- Directions: Your answer must be an exact transcription of every entry.

- Data records:
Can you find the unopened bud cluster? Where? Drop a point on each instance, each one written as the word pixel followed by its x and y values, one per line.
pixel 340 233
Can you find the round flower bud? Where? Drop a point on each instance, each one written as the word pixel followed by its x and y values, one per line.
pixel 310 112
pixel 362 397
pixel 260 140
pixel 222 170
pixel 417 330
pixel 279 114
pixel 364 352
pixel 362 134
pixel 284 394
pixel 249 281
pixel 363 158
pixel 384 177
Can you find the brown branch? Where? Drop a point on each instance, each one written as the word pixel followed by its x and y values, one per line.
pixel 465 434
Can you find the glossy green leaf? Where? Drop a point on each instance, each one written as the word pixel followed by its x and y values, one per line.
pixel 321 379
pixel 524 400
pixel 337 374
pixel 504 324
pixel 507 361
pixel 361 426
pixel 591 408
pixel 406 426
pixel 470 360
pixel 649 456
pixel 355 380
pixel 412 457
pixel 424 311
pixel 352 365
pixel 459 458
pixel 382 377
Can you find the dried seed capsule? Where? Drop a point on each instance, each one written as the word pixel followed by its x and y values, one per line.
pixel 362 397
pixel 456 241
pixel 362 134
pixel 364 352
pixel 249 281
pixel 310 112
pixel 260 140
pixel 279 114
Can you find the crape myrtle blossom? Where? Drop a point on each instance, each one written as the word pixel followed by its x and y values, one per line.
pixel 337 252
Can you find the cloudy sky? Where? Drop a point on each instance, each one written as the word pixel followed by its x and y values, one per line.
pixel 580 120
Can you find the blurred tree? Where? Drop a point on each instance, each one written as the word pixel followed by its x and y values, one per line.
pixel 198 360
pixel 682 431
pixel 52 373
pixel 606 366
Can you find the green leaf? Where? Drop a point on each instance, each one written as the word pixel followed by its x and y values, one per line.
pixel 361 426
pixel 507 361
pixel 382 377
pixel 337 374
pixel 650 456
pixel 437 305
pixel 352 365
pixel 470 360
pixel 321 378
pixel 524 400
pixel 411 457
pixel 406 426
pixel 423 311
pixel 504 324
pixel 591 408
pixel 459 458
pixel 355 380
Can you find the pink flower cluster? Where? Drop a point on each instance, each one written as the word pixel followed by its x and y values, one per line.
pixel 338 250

- Task response:
Can you find the unopened bud cluster? Where? Drop a point on each instance, each one written as the word pixel followed by its x and y values, one per line.
pixel 340 233
Can you find the round flower bud? Where? Drop a point on each instance, each one written as the word pixel followed by its x and y values, one per line.
pixel 310 112
pixel 362 397
pixel 260 140
pixel 222 170
pixel 417 330
pixel 279 114
pixel 364 352
pixel 362 134
pixel 284 394
pixel 249 281
pixel 363 158
pixel 384 177
Can you find the brown branch? Where? Drop a point on each instance, each one written as the word pixel followed by its x and y values, one per line.
pixel 465 434
Can you find the glossy green leaf? Where? Drop a point on each instance, each one written as the word pixel followed by its x and y values, one per line.
pixel 321 379
pixel 524 400
pixel 337 374
pixel 504 324
pixel 507 361
pixel 361 426
pixel 591 408
pixel 406 426
pixel 470 360
pixel 649 456
pixel 355 380
pixel 412 457
pixel 424 311
pixel 352 365
pixel 459 458
pixel 382 377
Can you find the dried seed capsule? Where? Drop a point on each instance, each one written as the word pixel followed by its x and y values, one per line.
pixel 362 397
pixel 456 241
pixel 362 134
pixel 364 352
pixel 249 281
pixel 310 112
pixel 260 140
pixel 279 114
Can you find the crape myrtle blossom? Where? Drop a point on each instance, each one written as the word pixel followed by its x and y values, one per line.
pixel 337 252
Can you find the cloudy sky? Where? Drop a point on each instance, each one written as the word pixel followed by its x and y values, one per line.
pixel 580 120
Can you find the blurred tree? Where? Drop a point on each instance, each one written as the word pixel followed by its x and y values, one per line.
pixel 198 360
pixel 682 431
pixel 52 373
pixel 606 366
Can you find the green leaf? Where? Drop a point on each instance, each one written as the word pixel followed by its x and y values, one per line.
pixel 361 426
pixel 507 361
pixel 382 377
pixel 337 374
pixel 650 456
pixel 437 305
pixel 352 365
pixel 470 360
pixel 321 378
pixel 524 400
pixel 411 457
pixel 406 426
pixel 423 311
pixel 504 324
pixel 591 408
pixel 459 458
pixel 355 380
Can you find the pink flower cluster? Where? Drop a point on each instance, each one written as the word pixel followed by its x and y values, one per line.
pixel 338 250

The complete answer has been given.